→ **PROBLEMS TO SOLVE**:
1: Using the account of the benefit recital, decide whether each statement agrees with it: (a) the piano at the venue had been tuned before the recital; (b) the writer planned to play on the piano bench provided at the venue; (c) the writer had not used the missing score on the day of the recital. For each, give yes or no along with the deciding words of the text, quoted exactly.
2: Reproduce the portion of the account of the benefit recital starting with "I had looked" and going on through "with everything else.".
3: Carry the account of the benefit recital forward, writing what comes after its last sentence.

→ **EXCERPT**:
************

Monday, March 29, 2010
Recital with Obstacles
Everything had started out so well. Terri Suess from the Ethical Culture Society in Maplewood had spontaneously picked up my spontaneous idea to play a benefit recital for the earthquake survivors in Haiti. We had found a suitable date. A flyer was made, and invitations went out. My tryout had been successful. The piano at ECS had been tuned, and I had had three practice sessions at the venue. The piano bench was too high, but I had taken my own bench there, and a lamp as well, so I would have enough light to read the music. I had had a confidence inspiring last practice session at home - and now, at 5:30, it was time to leave, and my music was gone!
I had looked into my backpack twice in disbelief, unpacked it and repacked it - the blue Henle score of Bach’s Well’Tempered Clavier II had disappeared mysteriously. I had used it for practice in the afternoon, even reinforced the edge of a page with tape to make the page turn easier, and I was sure I had put it in the backpack with everything else.

************

→ **SOURCE INFORMATION**:
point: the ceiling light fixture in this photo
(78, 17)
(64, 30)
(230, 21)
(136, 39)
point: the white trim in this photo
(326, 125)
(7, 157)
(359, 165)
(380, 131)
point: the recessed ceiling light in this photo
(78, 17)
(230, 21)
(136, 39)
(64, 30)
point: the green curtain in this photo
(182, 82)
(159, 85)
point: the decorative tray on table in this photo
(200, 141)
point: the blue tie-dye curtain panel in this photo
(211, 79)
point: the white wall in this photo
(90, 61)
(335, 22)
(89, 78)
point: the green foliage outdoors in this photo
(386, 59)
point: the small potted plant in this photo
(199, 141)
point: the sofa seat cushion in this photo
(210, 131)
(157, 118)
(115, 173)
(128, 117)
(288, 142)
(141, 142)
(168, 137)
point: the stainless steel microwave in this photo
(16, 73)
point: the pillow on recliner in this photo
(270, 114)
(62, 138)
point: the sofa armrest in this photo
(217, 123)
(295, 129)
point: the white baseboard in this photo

************

→ **ACTIVITY ANSWERS**:
1:
(a) Yes: "The piano at ECS had been tuned"
(b) No: "The piano bench was too high, but I had taken my own bench there"
(c) No: "I had used it for practice in the afternoon"

2:
I had looked into my backpack twice in disbelief, unpacked it and repacked it - the blue Henle score of Bach’s Well’Tempered Clavier II had disappeared mysteriously. I had used it for practice in the afternoon, even reinforced the edge of a page with tape to make the page turn easier, and I was sure I had put it in the backpack with everything else.

3:
I began to search the apartment. There weren’t many options. Inside the piano, behind the desk and the shelf next to it, in the closet where I keep my concert clothes, it wasn’t on any of the tables. Quickly I scanned the other blue scores on the music shelf. After all I could have put it in the wrong place. Also, I kept periodically checking the backpack, hoping that this was just a bad dream - but it wasn’t. This was creepy. I began to seriously consider the possibility of sabotage by supernatural forces.
I have another edition of the Well Tempered Clavier which I occasionally use for reference, but I don’t play from it. The layout of the page is different, and I wasn’t sure whether I would be able to adjust. Time was passing, and getting in some practice with the unfamiliar score seemed a more promising option than getting on the phone and trying to find someone who could provide me with a copy of the Henle Edition at the last minute.
It took some effort to adjust, but it went well enough to take the plunge. In my hurry to get out the door I had forgotten to take an extension chord for the lamp, but they had that at ECS. My piano bench, which had been transported there by cab earlier in the day was still too high. I hadn’t realized that the piano does not stand on coasters, making it a little lower than usual. Fortunately, there were plenty of folding chairs which had just the right height.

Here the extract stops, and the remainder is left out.